[SELECTED EXTRACT]:

▼

French CAP plan nixed by Council

Today’s meeting of the Agriculture Council witnessed the frequently irrestistable force of French attachment to the Common Agricultural Policy run into the occasionally immovable object of UK, Swedish and new member state desire for change. The result was that a much-trumpeted French vision paper for the future of the CAP beyond 2013 was roundly rejected. In the end France used it’s presidential prerogative to adopt the paper as ‘Presidency conclusions’ but as such it has no political weight whatsoever. Some will remember that UK vision paper for the CAP lauched in the final weeks of its own EU presidency at the end of 2005 met a similar fate.

The reality is that the France’s highly interventionist vision is as far from the centre of gravity on the future of the CAP as the UK’s strongly free market vision was three years ago. There was also a sense among member states that the French were attempting to bounce the Council into adopting a new position on the long-term future of the CAP without any real debate or analysis, a strategy described last week in The Economist’s Charlemagne column.

▲

[PROVIDED INFORMATION]:
▼

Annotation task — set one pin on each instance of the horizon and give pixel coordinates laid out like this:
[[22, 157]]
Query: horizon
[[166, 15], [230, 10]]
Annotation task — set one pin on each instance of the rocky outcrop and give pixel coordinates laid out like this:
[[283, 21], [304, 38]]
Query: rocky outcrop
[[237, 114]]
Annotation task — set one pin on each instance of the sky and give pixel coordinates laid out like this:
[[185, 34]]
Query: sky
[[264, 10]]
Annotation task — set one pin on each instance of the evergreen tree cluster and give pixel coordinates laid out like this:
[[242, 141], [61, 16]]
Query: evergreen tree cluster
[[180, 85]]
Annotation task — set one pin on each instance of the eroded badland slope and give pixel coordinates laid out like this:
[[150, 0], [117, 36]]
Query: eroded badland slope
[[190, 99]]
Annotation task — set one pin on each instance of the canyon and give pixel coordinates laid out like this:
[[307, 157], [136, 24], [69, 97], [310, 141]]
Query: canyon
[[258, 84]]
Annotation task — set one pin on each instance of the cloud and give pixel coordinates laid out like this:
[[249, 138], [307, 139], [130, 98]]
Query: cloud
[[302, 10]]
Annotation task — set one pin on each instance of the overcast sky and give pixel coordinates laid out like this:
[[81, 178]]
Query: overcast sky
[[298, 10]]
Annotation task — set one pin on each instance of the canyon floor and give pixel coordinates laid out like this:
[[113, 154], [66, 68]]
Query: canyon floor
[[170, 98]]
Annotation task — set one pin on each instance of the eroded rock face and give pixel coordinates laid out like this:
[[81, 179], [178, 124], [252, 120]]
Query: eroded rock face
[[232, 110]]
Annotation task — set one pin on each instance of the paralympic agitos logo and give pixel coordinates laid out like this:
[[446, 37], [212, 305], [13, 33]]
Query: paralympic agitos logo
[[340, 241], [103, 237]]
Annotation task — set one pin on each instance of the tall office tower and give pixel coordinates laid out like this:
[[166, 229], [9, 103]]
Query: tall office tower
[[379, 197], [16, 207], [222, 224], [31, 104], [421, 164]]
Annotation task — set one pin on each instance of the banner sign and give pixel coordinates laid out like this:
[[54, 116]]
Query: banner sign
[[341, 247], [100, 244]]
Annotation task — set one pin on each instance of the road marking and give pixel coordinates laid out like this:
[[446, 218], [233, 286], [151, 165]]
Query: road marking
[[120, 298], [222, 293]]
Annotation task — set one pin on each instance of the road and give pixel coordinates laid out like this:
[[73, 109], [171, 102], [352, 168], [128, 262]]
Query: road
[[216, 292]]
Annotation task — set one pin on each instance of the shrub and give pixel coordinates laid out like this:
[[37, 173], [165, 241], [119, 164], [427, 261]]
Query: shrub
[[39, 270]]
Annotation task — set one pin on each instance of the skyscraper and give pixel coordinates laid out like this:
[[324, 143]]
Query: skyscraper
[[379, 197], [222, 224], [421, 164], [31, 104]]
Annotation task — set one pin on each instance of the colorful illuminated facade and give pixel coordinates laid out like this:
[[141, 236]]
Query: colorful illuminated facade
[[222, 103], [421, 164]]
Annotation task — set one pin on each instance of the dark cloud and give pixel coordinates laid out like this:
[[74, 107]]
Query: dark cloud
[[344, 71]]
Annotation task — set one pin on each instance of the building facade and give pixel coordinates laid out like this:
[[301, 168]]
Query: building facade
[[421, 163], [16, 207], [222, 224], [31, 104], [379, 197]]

▲

[PROBLEM 1]: In the article about the French CAP plan, what label did France use when it adopted its vision paper after the Council rejected it?
[PROBLEM 2]: Extend the article about the French CAP plan being rejected by the Agriculture Council, beginning right after its final sentence.

[FINAL ANSWER 1]: France adopted it as "Presidency conclusions," which carry no political weight.

[FINAL ANSWER 2]:
The French paper reiterates the founding principles of the CAP while pointing out a handful of new challenges. It broadly endorses existing mechanisms and the overall scale of ambition of the CAP. As a sop to new member states, the paper does promise to “[address] the differing level of the direct payments between Member States.” In order to win over support from other member states, France dropped disputed references to “market stabilisation” (government price fixing and intervention buying) and the doctrine of “community preference” (tariffs and other measures to keep out imports).

In the end the UK, Sweden and Latvia refused to sign up to the watered-down paper, and this was enough to ensure that there was no formal vote. You can download the nixed paper here.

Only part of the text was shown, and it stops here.